----- Input for this task -----
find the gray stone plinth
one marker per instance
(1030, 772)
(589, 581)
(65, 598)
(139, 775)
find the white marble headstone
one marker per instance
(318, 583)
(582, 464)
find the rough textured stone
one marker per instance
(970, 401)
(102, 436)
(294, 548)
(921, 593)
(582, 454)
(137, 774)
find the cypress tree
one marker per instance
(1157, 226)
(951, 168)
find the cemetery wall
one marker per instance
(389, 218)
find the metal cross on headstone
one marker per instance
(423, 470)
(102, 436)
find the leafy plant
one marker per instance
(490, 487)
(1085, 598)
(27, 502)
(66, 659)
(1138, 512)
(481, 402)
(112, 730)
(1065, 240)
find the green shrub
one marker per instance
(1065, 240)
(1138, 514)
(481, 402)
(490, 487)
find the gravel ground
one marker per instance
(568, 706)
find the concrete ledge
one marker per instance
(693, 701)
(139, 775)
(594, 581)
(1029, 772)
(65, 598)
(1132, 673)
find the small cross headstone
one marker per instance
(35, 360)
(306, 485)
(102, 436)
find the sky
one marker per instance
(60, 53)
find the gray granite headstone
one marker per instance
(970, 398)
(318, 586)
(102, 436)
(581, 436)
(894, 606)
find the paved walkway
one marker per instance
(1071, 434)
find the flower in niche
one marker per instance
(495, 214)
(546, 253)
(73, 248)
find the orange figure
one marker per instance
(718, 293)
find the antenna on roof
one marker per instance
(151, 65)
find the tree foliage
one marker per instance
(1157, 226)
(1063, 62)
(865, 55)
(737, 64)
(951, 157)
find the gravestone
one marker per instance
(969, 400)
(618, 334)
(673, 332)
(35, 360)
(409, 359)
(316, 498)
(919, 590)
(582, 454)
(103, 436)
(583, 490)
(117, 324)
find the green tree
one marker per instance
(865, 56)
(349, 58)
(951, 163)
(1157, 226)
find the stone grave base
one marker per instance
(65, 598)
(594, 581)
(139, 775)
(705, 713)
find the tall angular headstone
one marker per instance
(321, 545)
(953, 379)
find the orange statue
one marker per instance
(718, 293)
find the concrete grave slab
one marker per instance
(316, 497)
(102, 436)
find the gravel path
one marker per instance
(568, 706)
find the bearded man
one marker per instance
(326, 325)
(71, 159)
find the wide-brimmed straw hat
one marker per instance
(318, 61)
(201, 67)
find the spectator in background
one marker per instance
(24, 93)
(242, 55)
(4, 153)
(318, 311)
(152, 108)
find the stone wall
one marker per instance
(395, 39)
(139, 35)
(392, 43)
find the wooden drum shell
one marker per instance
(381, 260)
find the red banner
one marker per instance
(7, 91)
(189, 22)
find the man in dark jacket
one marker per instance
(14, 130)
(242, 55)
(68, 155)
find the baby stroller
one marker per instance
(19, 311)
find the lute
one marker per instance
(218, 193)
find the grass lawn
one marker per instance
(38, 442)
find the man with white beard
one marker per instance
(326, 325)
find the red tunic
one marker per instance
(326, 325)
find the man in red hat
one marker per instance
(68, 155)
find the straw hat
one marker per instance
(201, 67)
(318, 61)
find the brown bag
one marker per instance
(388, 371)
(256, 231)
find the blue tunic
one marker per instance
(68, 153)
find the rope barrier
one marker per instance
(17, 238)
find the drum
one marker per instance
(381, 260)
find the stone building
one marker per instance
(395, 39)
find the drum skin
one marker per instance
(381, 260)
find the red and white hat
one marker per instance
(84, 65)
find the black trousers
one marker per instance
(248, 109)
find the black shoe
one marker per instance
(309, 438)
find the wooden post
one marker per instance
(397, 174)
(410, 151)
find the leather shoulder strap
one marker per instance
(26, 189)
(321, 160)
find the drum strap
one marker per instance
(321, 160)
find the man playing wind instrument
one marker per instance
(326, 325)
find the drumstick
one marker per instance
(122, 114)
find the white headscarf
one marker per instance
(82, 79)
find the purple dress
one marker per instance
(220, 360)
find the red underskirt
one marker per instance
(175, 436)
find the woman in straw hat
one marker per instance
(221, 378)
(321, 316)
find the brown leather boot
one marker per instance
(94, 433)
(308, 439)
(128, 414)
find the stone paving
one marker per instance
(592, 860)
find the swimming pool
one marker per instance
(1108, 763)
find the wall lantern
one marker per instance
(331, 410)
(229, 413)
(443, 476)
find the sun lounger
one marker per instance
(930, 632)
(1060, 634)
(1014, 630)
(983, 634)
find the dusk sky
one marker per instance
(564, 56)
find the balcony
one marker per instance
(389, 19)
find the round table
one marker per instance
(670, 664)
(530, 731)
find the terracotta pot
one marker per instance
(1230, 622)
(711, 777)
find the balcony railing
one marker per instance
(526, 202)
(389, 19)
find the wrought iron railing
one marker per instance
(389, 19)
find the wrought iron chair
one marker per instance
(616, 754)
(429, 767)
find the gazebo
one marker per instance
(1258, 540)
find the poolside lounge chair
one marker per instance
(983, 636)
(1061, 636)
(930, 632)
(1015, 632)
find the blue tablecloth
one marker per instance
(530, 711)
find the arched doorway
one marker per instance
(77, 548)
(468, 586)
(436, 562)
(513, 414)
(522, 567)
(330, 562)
-----
_The exercise_
Format the source data above as a Markdown table with the columns No. and Line. Give each line its own numbered row and leave out any blank lines.

_Written answer_
| No. | Line |
|---|---|
| 1 | find the gray stone plinth |
| 2 | one marker per instance |
| 3 | (1030, 772) |
| 4 | (589, 581) |
| 5 | (65, 598) |
| 6 | (139, 775) |
| 7 | find the white marble headstone |
| 8 | one marker per instance |
| 9 | (318, 583) |
| 10 | (582, 464) |
| 11 | find the rough textured stone |
| 12 | one marker per instance |
| 13 | (970, 401) |
| 14 | (102, 436) |
| 15 | (294, 548) |
| 16 | (921, 593) |
| 17 | (582, 454) |
| 18 | (137, 774) |
| 19 | find the cypress tree |
| 20 | one marker per instance |
| 21 | (1157, 226) |
| 22 | (951, 168) |
| 23 | find the cemetery wall |
| 24 | one marker per instance |
| 25 | (389, 218) |
| 26 | find the metal cross on headstone |
| 27 | one marker per instance |
| 28 | (423, 470) |
| 29 | (102, 436) |
| 30 | find the leafy plant |
| 31 | one marker per instance |
| 32 | (490, 487) |
| 33 | (1085, 598) |
| 34 | (27, 502) |
| 35 | (66, 659) |
| 36 | (1138, 512) |
| 37 | (481, 402) |
| 38 | (112, 730) |
| 39 | (1065, 240) |
| 40 | find the green shrub |
| 41 | one marker per instance |
| 42 | (1065, 240) |
| 43 | (1138, 514) |
| 44 | (481, 402) |
| 45 | (490, 487) |
| 46 | find the gravel ground |
| 47 | one marker per instance |
| 48 | (568, 706) |
| 49 | find the concrete ledge |
| 50 | one marker per instance |
| 51 | (693, 701) |
| 52 | (139, 775) |
| 53 | (594, 581) |
| 54 | (1029, 772) |
| 55 | (65, 598) |
| 56 | (1132, 673) |
| 57 | find the small cross headstone |
| 58 | one marker per instance |
| 59 | (35, 360) |
| 60 | (306, 485) |
| 61 | (102, 436) |
| 62 | find the sky |
| 63 | one marker per instance |
| 64 | (60, 53) |
| 65 | find the gray granite headstone |
| 66 | one marker per instance |
| 67 | (970, 398) |
| 68 | (318, 586) |
| 69 | (102, 436) |
| 70 | (581, 436) |
| 71 | (894, 606) |
| 72 | find the paved walkway |
| 73 | one marker per instance |
| 74 | (1071, 434) |
| 75 | find the flower in niche |
| 76 | one marker per instance |
| 77 | (495, 214) |
| 78 | (546, 253) |
| 79 | (73, 248) |
| 80 | find the orange figure |
| 81 | one marker per instance |
| 82 | (718, 293) |
| 83 | find the antenna on roof |
| 84 | one marker per instance |
| 85 | (151, 65) |
| 86 | find the tree foliage |
| 87 | one marker per instance |
| 88 | (1157, 226) |
| 89 | (1063, 62) |
| 90 | (865, 55) |
| 91 | (737, 64) |
| 92 | (951, 157) |
| 93 | find the gravestone |
| 94 | one marker per instance |
| 95 | (969, 400) |
| 96 | (618, 334) |
| 97 | (673, 332) |
| 98 | (35, 360) |
| 99 | (409, 359) |
| 100 | (316, 498) |
| 101 | (919, 590) |
| 102 | (582, 454) |
| 103 | (103, 436) |
| 104 | (583, 490) |
| 105 | (117, 324) |
| 106 | find the green tree |
| 107 | one marker per instance |
| 108 | (865, 56) |
| 109 | (349, 58) |
| 110 | (951, 163) |
| 111 | (1157, 226) |
| 112 | find the stone grave base |
| 113 | one marker per instance |
| 114 | (65, 598) |
| 115 | (594, 581) |
| 116 | (139, 775) |
| 117 | (705, 713) |
| 118 | find the tall angular headstone |
| 119 | one marker per instance |
| 120 | (321, 545) |
| 121 | (953, 379) |
| 122 | find the orange statue |
| 123 | one marker per instance |
| 124 | (718, 293) |
| 125 | find the concrete grave slab |
| 126 | one marker per instance |
| 127 | (316, 497) |
| 128 | (102, 436) |
| 129 | find the gravel path |
| 130 | one marker per instance |
| 131 | (568, 706) |
| 132 | find the bearded man |
| 133 | one marker per instance |
| 134 | (326, 325) |
| 135 | (71, 159) |
| 136 | find the wide-brimmed straw hat |
| 137 | one marker per instance |
| 138 | (318, 61) |
| 139 | (201, 67) |
| 140 | find the spectator in background |
| 141 | one marker per instance |
| 142 | (24, 93) |
| 143 | (242, 55) |
| 144 | (4, 153) |
| 145 | (318, 311) |
| 146 | (152, 108) |
| 147 | find the stone wall |
| 148 | one marker per instance |
| 149 | (395, 39) |
| 150 | (139, 35) |
| 151 | (392, 43) |
| 152 | find the wooden drum shell |
| 153 | one marker per instance |
| 154 | (381, 260) |
| 155 | find the red banner |
| 156 | one marker per instance |
| 157 | (7, 91) |
| 158 | (189, 22) |
| 159 | find the man in dark jacket |
| 160 | one marker per instance |
| 161 | (14, 130) |
| 162 | (242, 55) |
| 163 | (68, 155) |
| 164 | find the baby stroller |
| 165 | one marker per instance |
| 166 | (19, 311) |
| 167 | find the lute |
| 168 | one marker per instance |
| 169 | (218, 193) |
| 170 | find the grass lawn |
| 171 | one marker per instance |
| 172 | (38, 442) |
| 173 | find the man with white beard |
| 174 | one marker per instance |
| 175 | (326, 325) |
| 176 | find the red tunic |
| 177 | one marker per instance |
| 178 | (326, 325) |
| 179 | find the man in red hat |
| 180 | one marker per instance |
| 181 | (68, 155) |
| 182 | find the straw hat |
| 183 | one marker per instance |
| 184 | (201, 67) |
| 185 | (318, 61) |
| 186 | find the brown bag |
| 187 | one marker per instance |
| 188 | (388, 371) |
| 189 | (256, 231) |
| 190 | find the blue tunic |
| 191 | one marker per instance |
| 192 | (68, 153) |
| 193 | find the rope barrier |
| 194 | one marker per instance |
| 195 | (17, 238) |
| 196 | find the drum |
| 197 | one marker per instance |
| 198 | (381, 260) |
| 199 | find the stone building |
| 200 | one marker per instance |
| 201 | (395, 39) |
| 202 | find the drum skin |
| 203 | one marker per instance |
| 204 | (381, 260) |
| 205 | find the red and white hat |
| 206 | one marker per instance |
| 207 | (84, 65) |
| 208 | find the black trousers |
| 209 | one marker per instance |
| 210 | (248, 109) |
| 211 | find the black shoe |
| 212 | one marker per instance |
| 213 | (309, 438) |
| 214 | find the wooden post |
| 215 | one marker per instance |
| 216 | (397, 174) |
| 217 | (410, 151) |
| 218 | find the leather shoulder strap |
| 219 | one marker per instance |
| 220 | (26, 189) |
| 221 | (321, 160) |
| 222 | find the drum strap |
| 223 | one marker per instance |
| 224 | (321, 160) |
| 225 | find the man playing wind instrument |
| 226 | one marker per instance |
| 227 | (326, 325) |
| 228 | find the drumstick |
| 229 | one marker per instance |
| 230 | (122, 114) |
| 231 | find the white headscarf |
| 232 | one marker per instance |
| 233 | (82, 79) |
| 234 | find the purple dress |
| 235 | one marker per instance |
| 236 | (220, 360) |
| 237 | find the red underskirt |
| 238 | one marker per instance |
| 239 | (175, 436) |
| 240 | find the woman in straw hat |
| 241 | one marker per instance |
| 242 | (221, 378) |
| 243 | (321, 316) |
| 244 | find the brown leather boot |
| 245 | one marker per instance |
| 246 | (94, 433) |
| 247 | (308, 439) |
| 248 | (128, 414) |
| 249 | find the stone paving |
| 250 | one marker per instance |
| 251 | (592, 860) |
| 252 | find the swimming pool |
| 253 | one marker per instance |
| 254 | (1108, 763) |
| 255 | find the wall lantern |
| 256 | one marker per instance |
| 257 | (331, 410) |
| 258 | (229, 413) |
| 259 | (443, 476) |
| 260 | find the sun lounger |
| 261 | one marker per instance |
| 262 | (930, 632) |
| 263 | (1060, 634) |
| 264 | (1014, 630) |
| 265 | (983, 634) |
| 266 | find the dusk sky |
| 267 | one marker per instance |
| 268 | (564, 56) |
| 269 | find the balcony |
| 270 | one marker per instance |
| 271 | (389, 19) |
| 272 | find the round table |
| 273 | one marker per instance |
| 274 | (670, 664) |
| 275 | (530, 731) |
| 276 | find the terracotta pot |
| 277 | one marker per instance |
| 278 | (1230, 622) |
| 279 | (711, 777) |
| 280 | find the balcony railing |
| 281 | one marker per instance |
| 282 | (526, 202) |
| 283 | (389, 19) |
| 284 | find the wrought iron railing |
| 285 | one marker per instance |
| 286 | (389, 19) |
| 287 | find the wrought iron chair |
| 288 | one marker per instance |
| 289 | (616, 754) |
| 290 | (429, 767) |
| 291 | find the gazebo |
| 292 | one marker per instance |
| 293 | (1258, 540) |
| 294 | find the poolside lounge chair |
| 295 | one marker per instance |
| 296 | (983, 636) |
| 297 | (1061, 636) |
| 298 | (930, 632) |
| 299 | (1015, 632) |
| 300 | find the blue tablecloth |
| 301 | one marker per instance |
| 302 | (530, 711) |
| 303 | find the arched doorway |
| 304 | one marker per instance |
| 305 | (77, 548) |
| 306 | (468, 586) |
| 307 | (436, 562) |
| 308 | (513, 414) |
| 309 | (522, 567) |
| 310 | (330, 562) |